Text under study START

Fans of film journalism will love this documentary about the noted Chicago critic Roger Ebert, although the movie is just as much about his battle with the cancer that took his life in 2013. It's a lively, fast-paced doc, but even at two hours it feels oddly truncated as the two topics seem to fight for screen time. Fortunately both are potent: the story of Roger's love of cinema and the footage of his astoundingly cheerful refusal to let illness get him down.
Based around Roger's eponymous autobiography, the film quickly traces his background as a film lover who rose through the ranks at the Chicago Sun-Times to become an unusually resonant film reviewer, able to express opinions and even high-minded cinematic observations in ways that were never cynical or snobbish. He found national (and even global) fame through his TV programmes opposite rival Chicago critic Gene Siskel, which began in 1978 and standardised their "thumbs up"/"thumbs down" verdicts. At age 50, Roger met his wife Chaz at an Alcoholics Anonymous meeting, and her children and grandchildren became his. In 2002, he was diagnosed with thyroid cancer and underwent a series of surgeries that by 2006 made it impossible for him to speak. But he carried on writing reviews and making public appearances (speaking through his computer) until his death.
Filmmaker Steve James had startling access to Roger during the final year of his life, following him to hospitals and rehabilitation centres. Looking at his cancer-ravaged face is difficult at first, but Roger's smiling eyes and constant joking reinforces his optimistic, matter-of-fact approach to life. And he keeps reminding James that this documentary has to show everything, never flinching away from the truth. As a result, the film is a remarkably intimate look at how Roger and Chaz faced the illness and made difficult decisions along the way. This adds an emotional layer to the documentary that's remarkably moving, putting Roger's work into the context of his life and death.

Text under study END
Given entries START

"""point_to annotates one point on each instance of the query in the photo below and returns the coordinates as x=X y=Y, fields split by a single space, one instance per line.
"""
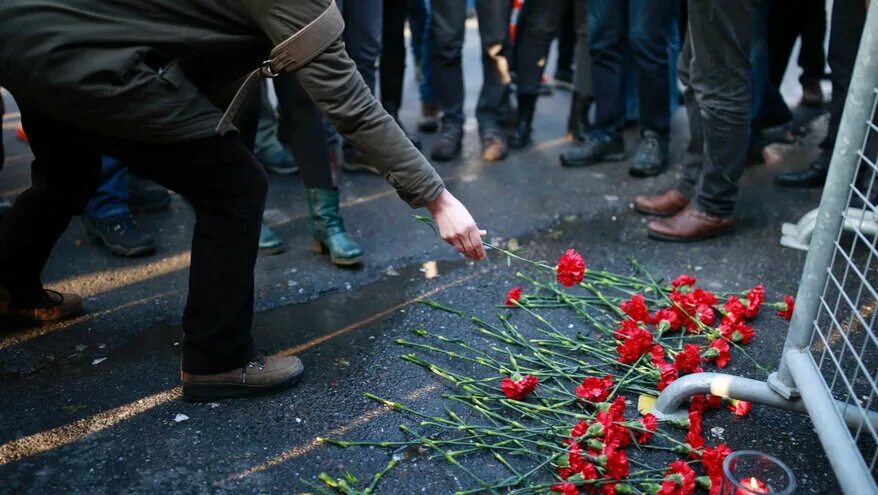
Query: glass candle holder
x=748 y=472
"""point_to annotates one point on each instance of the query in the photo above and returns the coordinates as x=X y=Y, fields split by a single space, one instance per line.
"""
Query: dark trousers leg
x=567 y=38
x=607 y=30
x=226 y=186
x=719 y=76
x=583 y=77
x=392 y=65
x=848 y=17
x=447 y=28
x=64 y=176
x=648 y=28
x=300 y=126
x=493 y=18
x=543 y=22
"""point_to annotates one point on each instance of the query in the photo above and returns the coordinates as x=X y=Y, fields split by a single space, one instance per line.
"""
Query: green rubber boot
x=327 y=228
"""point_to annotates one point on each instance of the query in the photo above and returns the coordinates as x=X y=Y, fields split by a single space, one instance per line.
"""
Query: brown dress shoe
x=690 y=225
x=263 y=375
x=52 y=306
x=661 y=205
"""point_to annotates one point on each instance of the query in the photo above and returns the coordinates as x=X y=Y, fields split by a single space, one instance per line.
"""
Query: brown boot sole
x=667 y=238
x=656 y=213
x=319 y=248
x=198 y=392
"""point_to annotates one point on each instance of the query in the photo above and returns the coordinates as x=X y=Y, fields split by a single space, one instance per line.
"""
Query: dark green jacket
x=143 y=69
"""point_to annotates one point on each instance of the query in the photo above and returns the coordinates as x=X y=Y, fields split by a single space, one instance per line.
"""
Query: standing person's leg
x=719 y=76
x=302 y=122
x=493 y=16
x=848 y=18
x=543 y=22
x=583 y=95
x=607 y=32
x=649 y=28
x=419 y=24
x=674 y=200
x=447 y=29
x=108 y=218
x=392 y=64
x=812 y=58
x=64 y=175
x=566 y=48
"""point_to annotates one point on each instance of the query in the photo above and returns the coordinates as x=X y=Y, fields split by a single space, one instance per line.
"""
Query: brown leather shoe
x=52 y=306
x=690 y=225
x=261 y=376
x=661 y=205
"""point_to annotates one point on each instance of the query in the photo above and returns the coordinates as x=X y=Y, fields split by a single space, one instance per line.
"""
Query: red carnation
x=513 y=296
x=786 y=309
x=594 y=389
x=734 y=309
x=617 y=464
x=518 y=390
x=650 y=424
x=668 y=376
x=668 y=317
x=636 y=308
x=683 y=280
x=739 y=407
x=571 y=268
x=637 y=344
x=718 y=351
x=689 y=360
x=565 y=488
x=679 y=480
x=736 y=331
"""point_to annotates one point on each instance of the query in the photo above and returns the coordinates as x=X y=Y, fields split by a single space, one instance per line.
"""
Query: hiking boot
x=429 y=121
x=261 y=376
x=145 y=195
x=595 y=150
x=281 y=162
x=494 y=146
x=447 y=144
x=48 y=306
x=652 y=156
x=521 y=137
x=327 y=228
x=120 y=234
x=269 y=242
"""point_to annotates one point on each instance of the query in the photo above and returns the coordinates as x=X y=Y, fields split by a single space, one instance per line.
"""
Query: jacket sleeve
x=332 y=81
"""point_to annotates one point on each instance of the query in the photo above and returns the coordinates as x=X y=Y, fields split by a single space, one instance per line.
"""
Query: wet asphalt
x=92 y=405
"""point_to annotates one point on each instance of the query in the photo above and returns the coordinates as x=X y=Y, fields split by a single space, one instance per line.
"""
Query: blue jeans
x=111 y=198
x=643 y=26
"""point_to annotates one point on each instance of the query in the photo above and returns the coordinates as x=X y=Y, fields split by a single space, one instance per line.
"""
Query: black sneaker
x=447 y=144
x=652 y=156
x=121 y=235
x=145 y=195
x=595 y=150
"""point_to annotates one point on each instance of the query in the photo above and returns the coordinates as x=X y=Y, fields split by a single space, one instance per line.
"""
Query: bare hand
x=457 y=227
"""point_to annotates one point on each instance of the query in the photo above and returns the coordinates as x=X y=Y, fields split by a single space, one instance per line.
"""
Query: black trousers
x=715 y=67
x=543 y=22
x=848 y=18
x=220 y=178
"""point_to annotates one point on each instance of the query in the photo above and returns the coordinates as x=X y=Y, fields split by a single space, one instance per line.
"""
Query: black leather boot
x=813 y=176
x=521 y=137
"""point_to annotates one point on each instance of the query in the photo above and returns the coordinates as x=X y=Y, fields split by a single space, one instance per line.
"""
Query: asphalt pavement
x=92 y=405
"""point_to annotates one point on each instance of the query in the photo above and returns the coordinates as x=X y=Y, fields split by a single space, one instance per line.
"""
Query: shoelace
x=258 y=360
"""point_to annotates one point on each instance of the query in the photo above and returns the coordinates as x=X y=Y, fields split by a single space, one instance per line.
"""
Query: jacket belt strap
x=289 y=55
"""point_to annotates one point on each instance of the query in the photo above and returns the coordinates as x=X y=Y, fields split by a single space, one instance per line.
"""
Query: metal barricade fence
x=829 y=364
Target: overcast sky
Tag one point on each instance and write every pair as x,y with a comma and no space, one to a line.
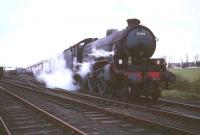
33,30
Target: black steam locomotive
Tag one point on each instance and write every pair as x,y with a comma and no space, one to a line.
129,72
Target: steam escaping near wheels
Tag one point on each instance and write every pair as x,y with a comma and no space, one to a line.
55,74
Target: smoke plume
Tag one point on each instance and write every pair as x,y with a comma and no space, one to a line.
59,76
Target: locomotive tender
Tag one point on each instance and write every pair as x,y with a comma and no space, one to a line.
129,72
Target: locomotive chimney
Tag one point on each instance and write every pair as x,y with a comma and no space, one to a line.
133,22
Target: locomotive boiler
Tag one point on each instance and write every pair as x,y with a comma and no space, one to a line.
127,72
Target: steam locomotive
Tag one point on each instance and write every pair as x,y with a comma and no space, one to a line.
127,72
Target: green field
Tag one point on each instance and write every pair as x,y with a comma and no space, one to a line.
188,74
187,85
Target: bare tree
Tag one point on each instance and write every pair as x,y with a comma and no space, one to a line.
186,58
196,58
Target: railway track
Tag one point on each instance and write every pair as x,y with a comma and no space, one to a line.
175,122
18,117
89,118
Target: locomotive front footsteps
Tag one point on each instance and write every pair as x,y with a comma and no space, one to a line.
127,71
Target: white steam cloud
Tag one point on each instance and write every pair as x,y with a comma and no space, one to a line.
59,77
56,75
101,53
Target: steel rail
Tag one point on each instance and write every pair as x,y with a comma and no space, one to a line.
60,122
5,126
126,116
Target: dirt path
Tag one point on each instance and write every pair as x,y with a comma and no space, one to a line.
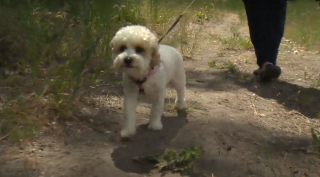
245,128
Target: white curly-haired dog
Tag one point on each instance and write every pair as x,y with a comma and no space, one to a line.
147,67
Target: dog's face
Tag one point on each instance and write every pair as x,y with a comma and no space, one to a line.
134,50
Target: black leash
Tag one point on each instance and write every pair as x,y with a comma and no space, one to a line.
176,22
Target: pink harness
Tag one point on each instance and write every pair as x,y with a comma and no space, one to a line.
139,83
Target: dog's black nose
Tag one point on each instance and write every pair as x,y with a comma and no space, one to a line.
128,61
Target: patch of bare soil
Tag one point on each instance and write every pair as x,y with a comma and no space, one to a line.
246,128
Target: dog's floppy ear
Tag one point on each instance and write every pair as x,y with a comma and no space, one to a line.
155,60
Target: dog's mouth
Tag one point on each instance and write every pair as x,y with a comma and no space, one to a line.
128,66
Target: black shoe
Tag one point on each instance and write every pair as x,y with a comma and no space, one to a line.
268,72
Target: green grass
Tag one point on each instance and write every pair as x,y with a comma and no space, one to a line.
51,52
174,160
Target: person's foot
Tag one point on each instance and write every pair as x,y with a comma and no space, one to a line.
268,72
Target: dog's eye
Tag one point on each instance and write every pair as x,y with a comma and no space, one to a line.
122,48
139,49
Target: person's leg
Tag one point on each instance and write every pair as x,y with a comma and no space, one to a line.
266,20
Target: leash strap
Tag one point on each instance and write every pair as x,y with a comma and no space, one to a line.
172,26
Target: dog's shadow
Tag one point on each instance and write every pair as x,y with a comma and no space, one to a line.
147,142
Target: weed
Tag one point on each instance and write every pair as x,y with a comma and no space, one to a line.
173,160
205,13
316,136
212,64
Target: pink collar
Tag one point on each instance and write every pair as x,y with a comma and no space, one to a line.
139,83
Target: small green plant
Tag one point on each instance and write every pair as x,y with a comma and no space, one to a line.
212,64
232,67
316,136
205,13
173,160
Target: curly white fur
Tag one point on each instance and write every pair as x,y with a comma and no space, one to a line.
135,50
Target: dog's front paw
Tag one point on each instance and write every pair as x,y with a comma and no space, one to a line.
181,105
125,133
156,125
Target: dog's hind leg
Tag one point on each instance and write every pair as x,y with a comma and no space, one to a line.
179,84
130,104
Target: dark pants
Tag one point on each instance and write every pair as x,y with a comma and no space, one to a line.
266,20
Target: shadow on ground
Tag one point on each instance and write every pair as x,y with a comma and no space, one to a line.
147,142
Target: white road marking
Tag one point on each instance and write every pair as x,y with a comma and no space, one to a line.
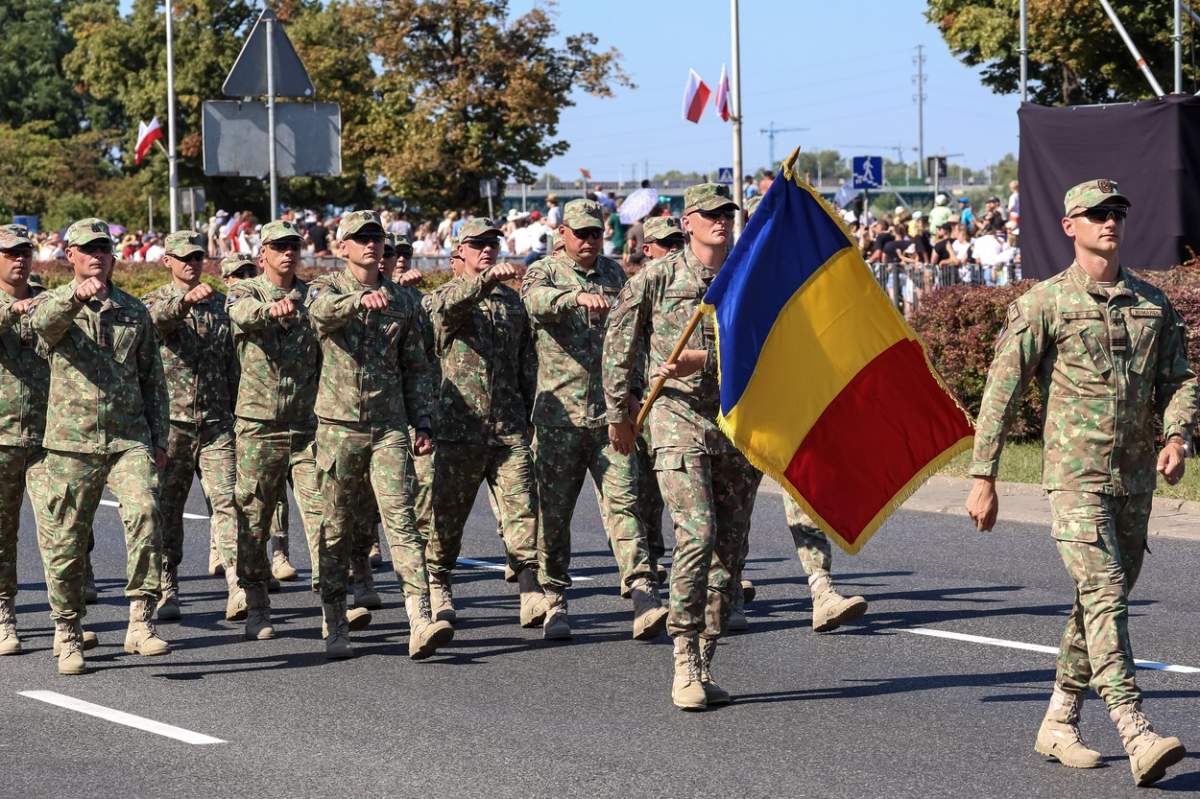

Given entries END

Reproduce the passage of the Roger Ebert documentary review starting at "Fans of film" and ending at "get him down.". The listing has no connection to the review of the Roger Ebert documentary.

Fans of film journalism will love this documentary about the noted Chicago critic Roger Ebert, although the movie is just as much about his battle with the cancer that took his life in 2013. It's a lively, fast-paced doc, but even at two hours it feels oddly truncated as the two topics seem to fight for screen time. Fortunately both are potent: the story of Roger's love of cinema and the footage of his astoundingly cheerful refusal to let illness get him down.